Background: Transmission of human immunodeficiency virus type 1 (HIV-1) drug resistance mutations, particularly that of minority drug-resistant variants, remains poorly understood. Population-based studies suggest that drug-resistant HIV-1 is less transmissible than drug-susceptible viruses. We compared HIV-1 drug-resistant genotypes among partner-pairs in order to assess the likelihood of transmission of drug resistance mutations and investigate the role of minority variants in HIV transmission.
Methods and findings: From 1992-2010, 340 persons with primary HIV-1 infection and their partners were enrolled into observational research studies at the University of Washington Primary Infection Clinic (UWPIC). Out of 50 partner-pairs enrolled, 36 (72%) transmission relationships were confirmed by phylogenetic distance analysis of HIV-1 envelope (env) sequences, and 31 partner-pairs enrolled after 1995 met criteria for this study. Drug resistance mutations in the region of the HIV-1 polymerase gene (pol) that encodes protease and reverse transcriptase were assessed by 454-pyrosequencing. In 25 partner-pairs where the transmission direction could be determined, 12 (48%) transmitters had 1-4 drug resistance mutations (23 total) detected in their HIV-1 populations at a median frequency of 6.0% (IQR 1.5%-98.7%, range 1.0%-99.6%). Of 10 major mutations detected in five transmitters at a frequency >95%, 100% (95% CI 69.2%-100%) were detected in recipients. All of these transmitters were antiretroviral (ARV)-naïve at the time of specimen collection. Fourteen mutations (eight major mutations and six accessory mutations) were detected in nine transmitters at low frequencies (1.0%-11.8%); four of these transmitters had previously received ARV therapy. Two (14% [95% CI 1.8%-42.8%]) G73S accessory mutations were detected in both transmitter and recipient. This number is not significantly different from the number expected based on the observed frequencies of drug-resistant viruses in transmitting partners. Limitations of this study include the small sample size and uncertainties in determining the timing of virus transmission and mutation history.

◆ REQUIRED ACTION 1
Decide whether each statement below agrees with the abstract on HIV-1 drug resistance transmission. Answer yes or no for (a), (b) and (c), and quote the words from the abstract that decide each one.

(a) The transmitters whose major mutations were detected at a frequency above 95% were all antiretroviral-naïve when their specimens were collected.
(b) Transmission relationships were confirmed for every one of the 50 partner-pairs enrolled.
(c) The G73S accessory mutations found in both transmitter and recipient were significantly more numerous than expected.
◆ REQUIRED ACTION 2
Write the next part of the abstract on HIV-1 drug resistance transmission, picking up after its final sentence.

◆ RECORD EXCERPTS

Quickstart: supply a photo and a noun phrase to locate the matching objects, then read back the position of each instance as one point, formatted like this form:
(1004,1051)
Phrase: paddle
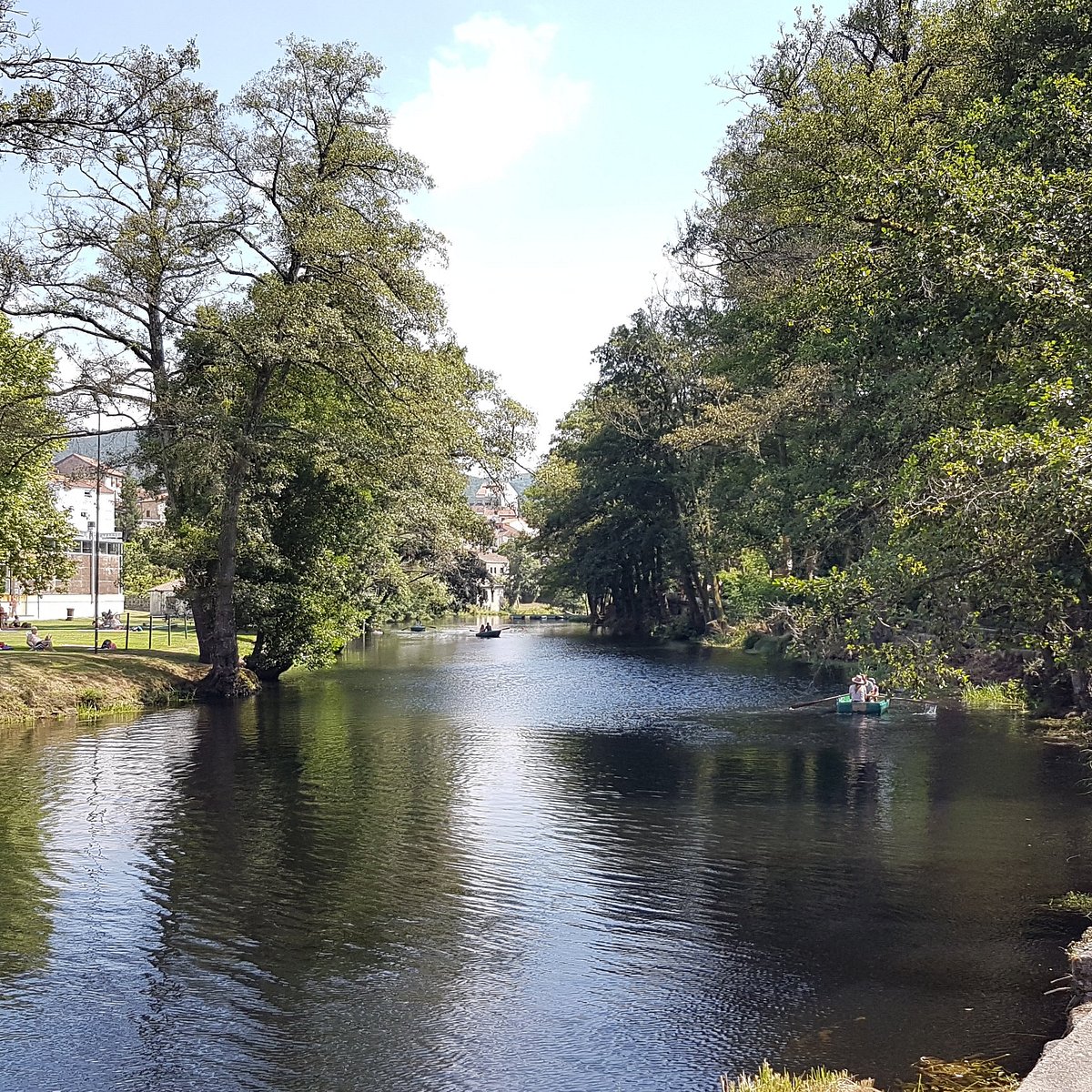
(818,702)
(931,707)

◆ TASK OUTPUT 1
(a) Yes: "All of these transmitters were antiretroviral (ARV)-naïve at the time of specimen collection."
(b) No: "Out of 50 partner-pairs enrolled, 36 (72%) transmission relationships were confirmed by phylogenetic distance analysis of HIV-1 envelope (env) sequences"
(c) No: "This number is not significantly different from the number expected based on the observed frequencies of drug-resistant viruses in transmitting partners."

◆ TASK OUTPUT 2
Conclusions: Drug-resistant majority variants appeared to be commonly transmitted by ARV-naïve participants in our analysis and may contribute significantly to transmitted drug resistance on a population level. When present at low frequency, no major mutation was observed to be shared between partner-pairs; identification of accessory mutations shared within a pair could be due to transmission, laboratory artifact, or apolipoprotein B mRNA-editing enzyme, catalytic polypeptides (APOBECs), and warrants further study.